▶ [Problem]
Find the line containing "Target = clenched gloved fist", then output it and every line after it through the end of the listing below, exactly as written.

▶ [Extracted material]
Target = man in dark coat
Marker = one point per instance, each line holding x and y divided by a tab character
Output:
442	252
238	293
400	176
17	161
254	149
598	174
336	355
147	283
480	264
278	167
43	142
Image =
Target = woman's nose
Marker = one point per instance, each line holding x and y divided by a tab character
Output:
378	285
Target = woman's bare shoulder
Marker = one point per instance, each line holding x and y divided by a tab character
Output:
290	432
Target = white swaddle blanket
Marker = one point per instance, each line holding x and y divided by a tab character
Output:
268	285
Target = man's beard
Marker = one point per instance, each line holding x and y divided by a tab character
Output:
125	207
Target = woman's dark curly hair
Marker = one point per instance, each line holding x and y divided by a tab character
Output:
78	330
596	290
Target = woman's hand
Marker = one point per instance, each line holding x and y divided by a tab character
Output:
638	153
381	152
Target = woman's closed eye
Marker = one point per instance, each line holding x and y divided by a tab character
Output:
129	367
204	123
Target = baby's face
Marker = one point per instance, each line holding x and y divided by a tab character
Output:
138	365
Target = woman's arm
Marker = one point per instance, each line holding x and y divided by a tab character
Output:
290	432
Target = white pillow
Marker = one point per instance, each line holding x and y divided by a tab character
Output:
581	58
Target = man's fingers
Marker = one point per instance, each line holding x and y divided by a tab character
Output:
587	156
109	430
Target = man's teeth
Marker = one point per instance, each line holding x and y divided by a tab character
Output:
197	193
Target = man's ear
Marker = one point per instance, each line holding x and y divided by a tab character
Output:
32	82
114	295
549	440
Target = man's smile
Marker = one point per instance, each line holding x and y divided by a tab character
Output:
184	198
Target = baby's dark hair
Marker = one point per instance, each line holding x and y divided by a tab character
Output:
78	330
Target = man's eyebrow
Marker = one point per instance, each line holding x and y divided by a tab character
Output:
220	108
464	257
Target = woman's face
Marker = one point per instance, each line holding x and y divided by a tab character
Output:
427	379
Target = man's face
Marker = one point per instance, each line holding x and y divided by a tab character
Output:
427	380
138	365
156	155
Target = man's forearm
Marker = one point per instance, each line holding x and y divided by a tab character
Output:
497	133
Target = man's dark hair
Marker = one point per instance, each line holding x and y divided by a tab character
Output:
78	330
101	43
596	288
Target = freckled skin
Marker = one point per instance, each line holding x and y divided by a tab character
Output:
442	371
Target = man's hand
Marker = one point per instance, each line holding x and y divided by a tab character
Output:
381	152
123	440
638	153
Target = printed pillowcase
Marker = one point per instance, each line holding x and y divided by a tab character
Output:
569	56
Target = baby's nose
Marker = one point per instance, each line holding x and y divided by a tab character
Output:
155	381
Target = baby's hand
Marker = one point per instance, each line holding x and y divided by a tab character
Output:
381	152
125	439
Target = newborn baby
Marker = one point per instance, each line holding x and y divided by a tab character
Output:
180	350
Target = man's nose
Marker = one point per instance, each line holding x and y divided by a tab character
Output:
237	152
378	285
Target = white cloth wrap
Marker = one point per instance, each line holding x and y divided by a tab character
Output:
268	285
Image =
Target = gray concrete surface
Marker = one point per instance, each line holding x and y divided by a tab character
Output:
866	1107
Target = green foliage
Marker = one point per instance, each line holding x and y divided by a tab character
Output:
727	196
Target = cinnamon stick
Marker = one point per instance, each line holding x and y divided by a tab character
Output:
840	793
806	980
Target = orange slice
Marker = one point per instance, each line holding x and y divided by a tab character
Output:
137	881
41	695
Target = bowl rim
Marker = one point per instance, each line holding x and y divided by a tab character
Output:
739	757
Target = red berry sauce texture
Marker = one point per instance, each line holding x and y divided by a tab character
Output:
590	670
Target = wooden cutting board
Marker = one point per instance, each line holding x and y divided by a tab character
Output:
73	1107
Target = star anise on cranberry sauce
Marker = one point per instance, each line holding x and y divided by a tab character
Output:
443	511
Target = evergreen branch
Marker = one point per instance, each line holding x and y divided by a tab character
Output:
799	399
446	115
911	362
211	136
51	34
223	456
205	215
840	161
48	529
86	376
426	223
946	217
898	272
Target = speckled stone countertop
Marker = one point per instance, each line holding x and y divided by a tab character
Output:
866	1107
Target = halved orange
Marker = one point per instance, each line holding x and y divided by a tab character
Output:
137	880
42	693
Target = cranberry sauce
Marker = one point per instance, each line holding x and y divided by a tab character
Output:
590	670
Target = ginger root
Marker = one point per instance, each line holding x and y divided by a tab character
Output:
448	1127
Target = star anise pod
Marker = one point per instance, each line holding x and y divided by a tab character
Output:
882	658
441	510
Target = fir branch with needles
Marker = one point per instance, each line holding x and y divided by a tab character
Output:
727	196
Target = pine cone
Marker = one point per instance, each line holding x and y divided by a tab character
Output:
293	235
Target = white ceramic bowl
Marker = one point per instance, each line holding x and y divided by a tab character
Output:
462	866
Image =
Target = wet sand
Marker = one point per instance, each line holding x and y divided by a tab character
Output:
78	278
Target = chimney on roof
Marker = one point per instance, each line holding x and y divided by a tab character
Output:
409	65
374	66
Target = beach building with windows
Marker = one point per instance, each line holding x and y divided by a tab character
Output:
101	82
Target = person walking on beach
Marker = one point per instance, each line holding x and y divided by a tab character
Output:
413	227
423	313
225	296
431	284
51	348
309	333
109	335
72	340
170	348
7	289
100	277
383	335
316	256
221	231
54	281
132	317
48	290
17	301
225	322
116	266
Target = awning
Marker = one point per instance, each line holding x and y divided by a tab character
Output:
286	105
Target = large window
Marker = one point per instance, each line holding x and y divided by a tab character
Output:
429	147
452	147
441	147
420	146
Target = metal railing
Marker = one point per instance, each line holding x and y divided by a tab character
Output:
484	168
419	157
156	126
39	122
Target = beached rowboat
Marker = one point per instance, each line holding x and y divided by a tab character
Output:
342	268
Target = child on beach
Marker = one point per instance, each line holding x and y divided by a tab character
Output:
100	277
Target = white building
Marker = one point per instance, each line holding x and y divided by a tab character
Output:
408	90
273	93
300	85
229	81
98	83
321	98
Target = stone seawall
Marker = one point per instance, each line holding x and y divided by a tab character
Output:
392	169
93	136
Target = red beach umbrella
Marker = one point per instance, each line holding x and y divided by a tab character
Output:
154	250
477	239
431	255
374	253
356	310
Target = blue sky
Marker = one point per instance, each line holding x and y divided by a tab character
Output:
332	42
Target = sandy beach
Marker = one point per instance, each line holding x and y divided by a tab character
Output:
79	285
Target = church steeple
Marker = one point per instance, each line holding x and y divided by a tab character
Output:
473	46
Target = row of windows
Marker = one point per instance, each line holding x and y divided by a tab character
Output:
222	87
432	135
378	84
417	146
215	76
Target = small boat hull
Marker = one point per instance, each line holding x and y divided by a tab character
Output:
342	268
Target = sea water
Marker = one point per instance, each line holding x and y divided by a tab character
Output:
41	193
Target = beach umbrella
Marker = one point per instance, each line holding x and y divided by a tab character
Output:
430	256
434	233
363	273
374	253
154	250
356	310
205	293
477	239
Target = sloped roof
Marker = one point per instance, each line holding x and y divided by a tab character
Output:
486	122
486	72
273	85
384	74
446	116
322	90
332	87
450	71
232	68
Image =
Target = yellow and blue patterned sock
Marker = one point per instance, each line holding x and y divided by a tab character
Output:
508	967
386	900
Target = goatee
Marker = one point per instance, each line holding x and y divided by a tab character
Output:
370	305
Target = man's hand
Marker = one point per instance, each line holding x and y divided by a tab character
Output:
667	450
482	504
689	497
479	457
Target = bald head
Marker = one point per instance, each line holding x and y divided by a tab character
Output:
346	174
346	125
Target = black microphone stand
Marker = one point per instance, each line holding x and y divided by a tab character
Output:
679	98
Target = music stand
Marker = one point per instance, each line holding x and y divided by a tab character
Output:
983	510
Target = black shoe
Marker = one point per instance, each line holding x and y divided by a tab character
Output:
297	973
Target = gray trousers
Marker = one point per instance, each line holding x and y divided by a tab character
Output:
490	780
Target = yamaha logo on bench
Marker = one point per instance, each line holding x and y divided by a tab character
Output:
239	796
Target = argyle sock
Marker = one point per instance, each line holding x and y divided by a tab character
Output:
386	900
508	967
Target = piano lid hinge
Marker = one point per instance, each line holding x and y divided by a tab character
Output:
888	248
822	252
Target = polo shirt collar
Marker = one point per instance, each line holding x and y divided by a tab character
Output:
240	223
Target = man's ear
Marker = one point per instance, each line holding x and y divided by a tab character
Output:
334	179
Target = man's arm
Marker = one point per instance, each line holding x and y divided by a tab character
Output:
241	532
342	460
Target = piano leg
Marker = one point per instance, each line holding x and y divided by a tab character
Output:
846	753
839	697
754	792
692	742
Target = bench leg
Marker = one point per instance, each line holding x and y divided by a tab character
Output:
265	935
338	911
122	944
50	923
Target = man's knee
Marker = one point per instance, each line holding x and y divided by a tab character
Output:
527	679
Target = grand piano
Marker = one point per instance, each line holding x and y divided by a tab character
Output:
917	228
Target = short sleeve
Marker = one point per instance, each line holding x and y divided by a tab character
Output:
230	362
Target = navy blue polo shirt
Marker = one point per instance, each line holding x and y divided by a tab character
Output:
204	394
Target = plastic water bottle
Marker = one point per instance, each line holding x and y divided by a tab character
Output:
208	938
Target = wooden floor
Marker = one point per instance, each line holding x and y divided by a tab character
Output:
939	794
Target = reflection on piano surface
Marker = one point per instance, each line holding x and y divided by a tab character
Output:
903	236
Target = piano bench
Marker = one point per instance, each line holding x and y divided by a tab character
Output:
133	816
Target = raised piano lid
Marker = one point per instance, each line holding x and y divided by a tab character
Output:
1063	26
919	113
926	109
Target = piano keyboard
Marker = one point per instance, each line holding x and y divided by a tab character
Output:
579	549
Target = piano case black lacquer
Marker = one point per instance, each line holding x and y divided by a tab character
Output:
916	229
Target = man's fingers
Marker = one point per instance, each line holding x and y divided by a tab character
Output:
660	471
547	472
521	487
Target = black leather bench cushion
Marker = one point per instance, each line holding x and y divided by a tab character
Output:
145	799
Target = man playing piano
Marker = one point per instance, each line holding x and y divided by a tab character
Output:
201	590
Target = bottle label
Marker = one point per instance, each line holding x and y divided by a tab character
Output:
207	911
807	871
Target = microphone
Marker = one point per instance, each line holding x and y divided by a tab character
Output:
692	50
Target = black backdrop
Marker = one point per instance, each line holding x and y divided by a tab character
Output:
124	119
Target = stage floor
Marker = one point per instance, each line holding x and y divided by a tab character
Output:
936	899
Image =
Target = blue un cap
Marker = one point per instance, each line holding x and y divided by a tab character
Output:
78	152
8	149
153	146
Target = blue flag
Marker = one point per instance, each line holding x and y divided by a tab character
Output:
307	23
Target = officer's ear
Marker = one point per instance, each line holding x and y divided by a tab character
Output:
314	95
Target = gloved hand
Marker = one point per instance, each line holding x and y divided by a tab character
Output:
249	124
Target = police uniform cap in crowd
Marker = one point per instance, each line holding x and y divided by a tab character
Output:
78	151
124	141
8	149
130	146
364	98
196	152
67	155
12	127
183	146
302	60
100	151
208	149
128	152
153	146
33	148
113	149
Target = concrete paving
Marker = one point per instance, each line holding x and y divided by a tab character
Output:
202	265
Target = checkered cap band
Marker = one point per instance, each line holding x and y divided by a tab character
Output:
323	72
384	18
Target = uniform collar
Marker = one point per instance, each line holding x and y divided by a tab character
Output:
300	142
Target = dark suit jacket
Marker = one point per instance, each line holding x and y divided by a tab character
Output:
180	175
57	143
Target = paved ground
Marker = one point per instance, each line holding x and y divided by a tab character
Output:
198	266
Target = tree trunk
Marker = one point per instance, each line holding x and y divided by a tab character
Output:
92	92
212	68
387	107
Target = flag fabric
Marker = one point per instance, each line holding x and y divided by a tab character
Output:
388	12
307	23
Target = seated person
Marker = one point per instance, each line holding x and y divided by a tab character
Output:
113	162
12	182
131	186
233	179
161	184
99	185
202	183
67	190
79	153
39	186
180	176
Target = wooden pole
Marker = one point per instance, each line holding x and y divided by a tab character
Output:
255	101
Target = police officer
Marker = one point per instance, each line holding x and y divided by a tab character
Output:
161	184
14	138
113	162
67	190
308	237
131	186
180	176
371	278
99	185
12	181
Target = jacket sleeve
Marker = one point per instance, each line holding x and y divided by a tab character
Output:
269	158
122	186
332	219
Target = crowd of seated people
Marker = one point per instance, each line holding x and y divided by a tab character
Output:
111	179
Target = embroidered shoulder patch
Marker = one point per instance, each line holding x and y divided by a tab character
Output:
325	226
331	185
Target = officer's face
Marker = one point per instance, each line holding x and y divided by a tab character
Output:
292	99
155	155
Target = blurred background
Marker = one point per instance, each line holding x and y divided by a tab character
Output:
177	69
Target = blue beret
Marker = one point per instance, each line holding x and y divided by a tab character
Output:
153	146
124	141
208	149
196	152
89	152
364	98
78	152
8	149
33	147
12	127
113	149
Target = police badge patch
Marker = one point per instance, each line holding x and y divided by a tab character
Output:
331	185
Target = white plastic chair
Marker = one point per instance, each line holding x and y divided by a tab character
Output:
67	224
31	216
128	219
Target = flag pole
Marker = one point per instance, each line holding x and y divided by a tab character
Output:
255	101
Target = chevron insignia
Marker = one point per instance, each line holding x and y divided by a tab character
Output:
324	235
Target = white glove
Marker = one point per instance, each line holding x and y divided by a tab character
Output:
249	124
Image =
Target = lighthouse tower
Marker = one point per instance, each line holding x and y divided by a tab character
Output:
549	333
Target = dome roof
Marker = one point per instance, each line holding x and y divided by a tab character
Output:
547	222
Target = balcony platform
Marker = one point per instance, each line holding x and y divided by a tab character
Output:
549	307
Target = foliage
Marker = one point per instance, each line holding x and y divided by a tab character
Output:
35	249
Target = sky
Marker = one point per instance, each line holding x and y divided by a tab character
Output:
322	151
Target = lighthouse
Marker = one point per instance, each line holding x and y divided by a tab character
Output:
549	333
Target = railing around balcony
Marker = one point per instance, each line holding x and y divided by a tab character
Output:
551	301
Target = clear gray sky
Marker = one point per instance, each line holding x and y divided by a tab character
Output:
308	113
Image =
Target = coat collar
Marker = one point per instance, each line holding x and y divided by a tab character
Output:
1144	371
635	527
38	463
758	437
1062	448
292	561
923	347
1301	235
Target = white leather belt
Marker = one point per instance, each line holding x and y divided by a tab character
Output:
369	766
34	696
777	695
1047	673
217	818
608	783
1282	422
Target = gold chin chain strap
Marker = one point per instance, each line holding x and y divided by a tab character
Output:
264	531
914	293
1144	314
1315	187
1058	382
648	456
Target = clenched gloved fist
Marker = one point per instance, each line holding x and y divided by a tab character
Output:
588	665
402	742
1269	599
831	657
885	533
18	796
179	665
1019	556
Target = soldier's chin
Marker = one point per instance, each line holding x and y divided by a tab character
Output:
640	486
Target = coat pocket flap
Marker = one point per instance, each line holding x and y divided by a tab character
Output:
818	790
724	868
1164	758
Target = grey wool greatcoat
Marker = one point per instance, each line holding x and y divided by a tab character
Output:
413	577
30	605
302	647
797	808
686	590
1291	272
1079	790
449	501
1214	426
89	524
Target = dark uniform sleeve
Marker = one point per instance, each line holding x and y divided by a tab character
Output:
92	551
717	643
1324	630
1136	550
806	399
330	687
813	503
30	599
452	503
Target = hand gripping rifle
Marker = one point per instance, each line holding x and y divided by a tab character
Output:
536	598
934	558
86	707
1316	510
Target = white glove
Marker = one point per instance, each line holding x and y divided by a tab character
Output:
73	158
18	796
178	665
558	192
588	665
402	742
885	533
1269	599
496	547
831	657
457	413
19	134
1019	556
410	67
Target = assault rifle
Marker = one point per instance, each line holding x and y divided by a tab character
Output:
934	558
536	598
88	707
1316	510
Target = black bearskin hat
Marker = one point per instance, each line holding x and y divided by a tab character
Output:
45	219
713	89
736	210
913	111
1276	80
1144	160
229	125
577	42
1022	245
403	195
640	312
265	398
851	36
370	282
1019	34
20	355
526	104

▶ [Output below]
Target = clenched gloved fist
Marker = one point per instance, each line holding x and y divided by a tab character
Output:
588	665
402	742
1269	599
831	657
885	533
18	796
179	665
1019	556
Target = soldier's chin
Marker = one point per instance, each line holding x and y divided by a tab character
Output:
640	486
Target = coat pocket flap
Marker = one point per instance, each line holding x and y divided by a tab character
Output:
818	790
724	868
1164	758
Target = grey wool greatcoat
Marker = one point per instance, each line holding x and y divided by a tab character
Output:
413	577
30	605
302	647
797	808
686	590
1291	272
1079	790
449	501
1214	426
89	524
Target = dark uniform sleeve
Marker = one point per instance, each line holding x and y divided by a tab character
Output:
92	551
717	643
1324	630
1136	550
806	399
330	687
813	503
30	599
452	503
Target = hand gripping rifle
Marker = one point per instance, each line holding x and y divided by a tab character
Output:
536	598
934	558
86	707
1316	510
Target = white glove
Marker = one point per instance, each line holding x and y divided by a tab character
Output:
73	158
18	796
178	665
558	192
588	665
402	742
885	533
1269	599
496	547
831	657
457	413
19	134
1019	556
410	67
Target = assault rifle
Marker = one point per instance, each line holding x and y divided by a tab character
Output:
934	558
536	598
88	707
1316	510
Target = black bearskin hat
Marker = one point per instance, each line holding x and y divided by a tab character
Output:
45	219
713	89
736	210
913	111
1276	80
1144	160
229	125
577	42
1022	245
403	195
640	312
265	398
851	36
370	282
1019	34
20	355
526	104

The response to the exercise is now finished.